Exercise aim:
Your task is to repeat, word for word, the line containing "Could you please indicate the green ground" and all lines that follow it to the end of the material, and no other lines.
● ● ●
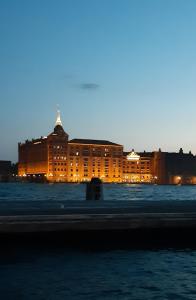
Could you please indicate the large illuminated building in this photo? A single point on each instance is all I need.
(55, 158)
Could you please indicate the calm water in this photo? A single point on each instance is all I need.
(55, 272)
(112, 192)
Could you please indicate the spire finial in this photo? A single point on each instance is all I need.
(58, 119)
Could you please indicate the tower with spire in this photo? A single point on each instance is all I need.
(58, 129)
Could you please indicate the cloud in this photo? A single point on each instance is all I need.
(89, 86)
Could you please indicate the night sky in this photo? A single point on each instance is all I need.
(119, 70)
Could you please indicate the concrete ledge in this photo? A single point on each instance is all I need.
(96, 222)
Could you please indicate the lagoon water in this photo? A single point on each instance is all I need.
(55, 272)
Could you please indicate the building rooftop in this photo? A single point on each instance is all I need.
(93, 142)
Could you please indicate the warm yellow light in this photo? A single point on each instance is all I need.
(133, 156)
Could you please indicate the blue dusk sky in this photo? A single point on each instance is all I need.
(120, 70)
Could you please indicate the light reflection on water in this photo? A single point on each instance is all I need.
(55, 273)
(112, 192)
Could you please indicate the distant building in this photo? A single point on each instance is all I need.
(137, 167)
(5, 170)
(55, 158)
(174, 168)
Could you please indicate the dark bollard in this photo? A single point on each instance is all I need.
(94, 189)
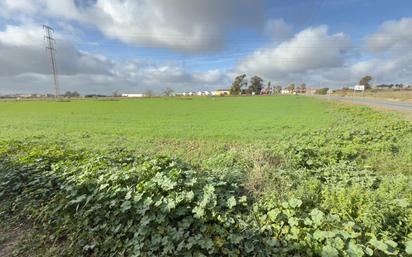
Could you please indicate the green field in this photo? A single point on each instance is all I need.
(227, 119)
(221, 176)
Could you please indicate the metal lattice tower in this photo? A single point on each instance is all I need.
(51, 49)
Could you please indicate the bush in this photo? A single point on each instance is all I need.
(119, 204)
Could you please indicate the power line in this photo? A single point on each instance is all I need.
(51, 49)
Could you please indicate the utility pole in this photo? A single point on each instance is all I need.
(51, 48)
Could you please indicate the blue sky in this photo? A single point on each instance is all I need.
(136, 45)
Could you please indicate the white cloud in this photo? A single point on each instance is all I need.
(310, 49)
(391, 36)
(181, 25)
(278, 29)
(25, 67)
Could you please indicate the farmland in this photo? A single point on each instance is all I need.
(225, 176)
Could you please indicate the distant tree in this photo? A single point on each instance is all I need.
(148, 93)
(268, 89)
(322, 91)
(365, 82)
(168, 91)
(277, 89)
(238, 84)
(256, 85)
(291, 87)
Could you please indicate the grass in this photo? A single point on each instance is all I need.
(223, 119)
(341, 159)
(395, 95)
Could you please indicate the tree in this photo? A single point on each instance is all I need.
(148, 93)
(256, 85)
(238, 84)
(268, 89)
(277, 89)
(303, 88)
(291, 88)
(365, 82)
(168, 91)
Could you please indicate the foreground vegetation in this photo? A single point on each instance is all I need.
(340, 189)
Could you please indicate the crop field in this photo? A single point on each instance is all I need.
(225, 119)
(221, 176)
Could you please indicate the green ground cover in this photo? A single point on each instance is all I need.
(223, 119)
(258, 176)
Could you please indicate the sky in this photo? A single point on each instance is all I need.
(131, 46)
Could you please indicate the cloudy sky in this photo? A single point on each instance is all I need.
(135, 45)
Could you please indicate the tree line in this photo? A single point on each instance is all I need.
(242, 86)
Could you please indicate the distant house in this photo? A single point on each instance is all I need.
(132, 95)
(221, 92)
● ● ●
Exercise output:
Could you please indicate the green ground cover in this photo? A single point on each instance is all I need.
(223, 119)
(258, 176)
Could you please indicate the sky in this photo? A single point on each instance is all I need.
(131, 46)
Could you please indicate the cloudy sky in this photo? A single point on each instance is all I need.
(135, 45)
Could you please indicate the tree line in this photo? A single point on each instance is all I need.
(242, 86)
Could you please indicate the distant house in this photo? A single point on each instance is all I need.
(132, 95)
(221, 92)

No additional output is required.